THE TASK:
Can you write out the items word for word, starting at the line that contains "Where can you see the glowing" and ending at the last line of the items?

Excerpts of pointing data
################

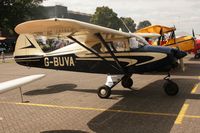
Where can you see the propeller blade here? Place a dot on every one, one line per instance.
(193, 34)
(182, 64)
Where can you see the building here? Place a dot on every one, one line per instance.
(60, 11)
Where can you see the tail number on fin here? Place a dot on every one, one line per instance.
(59, 61)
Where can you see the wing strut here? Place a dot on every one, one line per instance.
(94, 52)
(99, 36)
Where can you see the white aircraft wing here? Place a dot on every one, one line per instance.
(83, 32)
(12, 84)
(149, 35)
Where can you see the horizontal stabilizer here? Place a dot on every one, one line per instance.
(13, 84)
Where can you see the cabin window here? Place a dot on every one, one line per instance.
(135, 43)
(48, 44)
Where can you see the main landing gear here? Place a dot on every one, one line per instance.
(112, 80)
(170, 87)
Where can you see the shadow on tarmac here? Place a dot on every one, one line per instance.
(151, 99)
(51, 89)
(64, 131)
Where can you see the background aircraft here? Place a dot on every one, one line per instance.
(71, 45)
(168, 37)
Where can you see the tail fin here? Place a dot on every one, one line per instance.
(27, 45)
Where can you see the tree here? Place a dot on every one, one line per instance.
(14, 12)
(143, 24)
(129, 22)
(105, 16)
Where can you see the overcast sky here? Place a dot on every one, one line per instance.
(184, 14)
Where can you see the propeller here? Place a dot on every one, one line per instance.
(193, 34)
(182, 64)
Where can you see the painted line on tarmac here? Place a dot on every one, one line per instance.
(92, 109)
(181, 114)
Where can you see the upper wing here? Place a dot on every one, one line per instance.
(156, 29)
(149, 35)
(12, 84)
(83, 32)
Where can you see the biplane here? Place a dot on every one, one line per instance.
(71, 45)
(168, 37)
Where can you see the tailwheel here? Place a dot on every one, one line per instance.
(104, 91)
(127, 82)
(170, 88)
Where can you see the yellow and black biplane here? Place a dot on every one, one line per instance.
(71, 45)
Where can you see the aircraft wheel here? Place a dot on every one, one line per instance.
(127, 82)
(104, 91)
(170, 88)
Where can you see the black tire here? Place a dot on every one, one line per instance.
(104, 91)
(127, 82)
(171, 88)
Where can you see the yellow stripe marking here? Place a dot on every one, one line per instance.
(179, 119)
(181, 114)
(194, 89)
(92, 109)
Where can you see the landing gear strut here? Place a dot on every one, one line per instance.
(127, 82)
(170, 87)
(105, 90)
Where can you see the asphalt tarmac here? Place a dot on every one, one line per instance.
(67, 102)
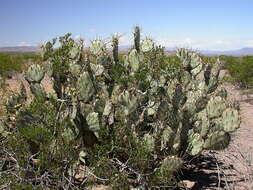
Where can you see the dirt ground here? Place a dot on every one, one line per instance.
(231, 169)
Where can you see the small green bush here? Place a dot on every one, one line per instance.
(240, 70)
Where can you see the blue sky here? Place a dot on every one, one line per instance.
(198, 24)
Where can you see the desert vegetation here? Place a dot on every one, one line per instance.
(123, 121)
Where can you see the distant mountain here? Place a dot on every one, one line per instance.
(19, 49)
(239, 52)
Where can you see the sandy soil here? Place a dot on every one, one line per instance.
(231, 169)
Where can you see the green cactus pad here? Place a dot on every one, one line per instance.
(147, 45)
(230, 120)
(34, 74)
(97, 47)
(85, 87)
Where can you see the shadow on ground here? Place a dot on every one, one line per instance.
(208, 173)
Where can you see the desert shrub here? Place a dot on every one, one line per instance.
(125, 121)
(15, 62)
(240, 70)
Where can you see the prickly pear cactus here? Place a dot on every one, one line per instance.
(101, 100)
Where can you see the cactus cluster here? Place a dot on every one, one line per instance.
(171, 116)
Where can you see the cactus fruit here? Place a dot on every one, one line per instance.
(147, 45)
(137, 38)
(35, 74)
(171, 116)
(97, 47)
(85, 87)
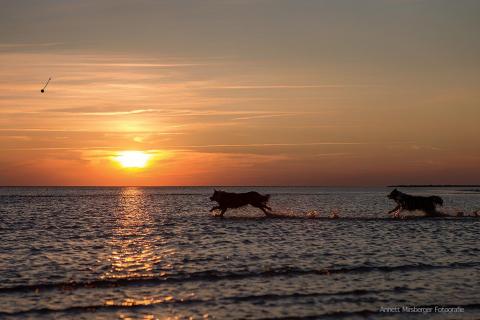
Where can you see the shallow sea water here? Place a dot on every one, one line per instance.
(157, 253)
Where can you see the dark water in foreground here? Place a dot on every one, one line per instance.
(148, 253)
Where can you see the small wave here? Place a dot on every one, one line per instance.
(99, 307)
(214, 275)
(367, 313)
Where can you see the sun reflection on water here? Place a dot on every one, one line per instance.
(137, 248)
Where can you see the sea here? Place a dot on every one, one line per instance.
(158, 253)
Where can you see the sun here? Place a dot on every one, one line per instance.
(132, 159)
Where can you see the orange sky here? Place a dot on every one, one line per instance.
(252, 92)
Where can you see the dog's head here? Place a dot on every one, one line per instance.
(394, 194)
(216, 195)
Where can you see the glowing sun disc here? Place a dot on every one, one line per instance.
(132, 159)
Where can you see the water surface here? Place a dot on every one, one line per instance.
(144, 253)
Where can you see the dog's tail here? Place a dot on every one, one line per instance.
(265, 198)
(437, 200)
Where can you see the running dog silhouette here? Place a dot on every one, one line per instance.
(411, 203)
(230, 200)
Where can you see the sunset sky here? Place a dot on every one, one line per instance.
(240, 92)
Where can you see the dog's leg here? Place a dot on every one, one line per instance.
(394, 209)
(265, 211)
(214, 208)
(397, 213)
(223, 212)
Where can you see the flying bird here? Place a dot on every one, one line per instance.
(46, 84)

################

THE SOLUTION:
Where can you see the glowing sun disc here? Place a dot on every one, one line per instance.
(132, 159)
Where can you see the water surface here? Place a dot on every one, one line per instance.
(144, 253)
Where can you see the dog's tail here? Place a dot on every one, one line per instance.
(265, 198)
(437, 200)
Where can you see the running dog silhouette here? Place a dot on every one, one line per instance.
(411, 203)
(230, 200)
Where can you see the sunset sky here? Place a dot on every one, one line per instance.
(240, 92)
Where can you see the dog's leg here? Place a dot on every one, one line per instance.
(394, 209)
(265, 211)
(214, 208)
(397, 213)
(223, 212)
Where can you see the flying bird here? Place a dot on every one, one line per instance.
(46, 84)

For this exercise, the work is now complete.